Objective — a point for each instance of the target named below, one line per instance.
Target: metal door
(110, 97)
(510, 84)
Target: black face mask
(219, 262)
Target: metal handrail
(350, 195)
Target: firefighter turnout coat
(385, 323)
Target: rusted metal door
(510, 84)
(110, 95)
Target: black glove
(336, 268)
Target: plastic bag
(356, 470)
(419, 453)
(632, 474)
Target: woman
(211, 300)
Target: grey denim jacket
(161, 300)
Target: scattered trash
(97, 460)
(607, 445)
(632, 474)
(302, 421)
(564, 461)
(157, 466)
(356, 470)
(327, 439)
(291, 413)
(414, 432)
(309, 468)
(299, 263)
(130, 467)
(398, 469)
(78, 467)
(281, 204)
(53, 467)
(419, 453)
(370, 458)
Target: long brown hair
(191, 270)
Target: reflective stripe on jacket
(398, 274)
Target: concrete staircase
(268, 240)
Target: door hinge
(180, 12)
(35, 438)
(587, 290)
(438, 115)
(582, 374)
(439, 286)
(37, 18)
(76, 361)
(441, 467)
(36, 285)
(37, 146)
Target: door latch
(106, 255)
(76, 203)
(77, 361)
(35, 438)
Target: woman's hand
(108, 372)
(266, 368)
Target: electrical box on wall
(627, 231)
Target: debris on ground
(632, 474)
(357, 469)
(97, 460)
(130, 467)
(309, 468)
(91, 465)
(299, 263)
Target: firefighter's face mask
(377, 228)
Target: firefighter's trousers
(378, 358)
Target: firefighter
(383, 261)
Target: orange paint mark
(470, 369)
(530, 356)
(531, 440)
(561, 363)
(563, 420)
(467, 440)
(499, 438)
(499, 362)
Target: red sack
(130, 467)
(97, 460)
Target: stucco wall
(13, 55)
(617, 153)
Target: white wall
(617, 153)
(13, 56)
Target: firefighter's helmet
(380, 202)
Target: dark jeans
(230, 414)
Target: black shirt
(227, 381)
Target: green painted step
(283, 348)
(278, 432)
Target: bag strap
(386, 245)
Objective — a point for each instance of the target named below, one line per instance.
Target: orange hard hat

What to work on: Reproduce the listing word for word, starting at the line that contains "Target: door latch" and ending at the final line of the listing, both included.

Exercise output:
Target: door latch
(106, 255)
(76, 203)
(77, 361)
(35, 438)
Target: woman's hand
(108, 372)
(266, 368)
Target: electrical box on wall
(627, 231)
Target: debris on ground
(632, 474)
(357, 469)
(97, 460)
(130, 467)
(309, 468)
(91, 465)
(299, 263)
Target: firefighter's face mask
(377, 228)
Target: firefighter's trousers
(378, 358)
Target: firefighter
(383, 261)
Target: orange paint mark
(470, 369)
(530, 356)
(531, 440)
(561, 363)
(563, 420)
(467, 440)
(499, 438)
(499, 362)
Target: red sack
(130, 467)
(97, 460)
Target: stucco wall
(13, 55)
(617, 153)
Target: white wall
(617, 153)
(13, 56)
Target: firefighter's helmet
(380, 202)
Target: dark jeans
(230, 414)
Target: black shirt
(227, 381)
Target: green painted step
(283, 348)
(278, 432)
Target: bag strap
(386, 245)
Objective — a point for each instance of the target named below, one line per instance.
Target: orange hard hat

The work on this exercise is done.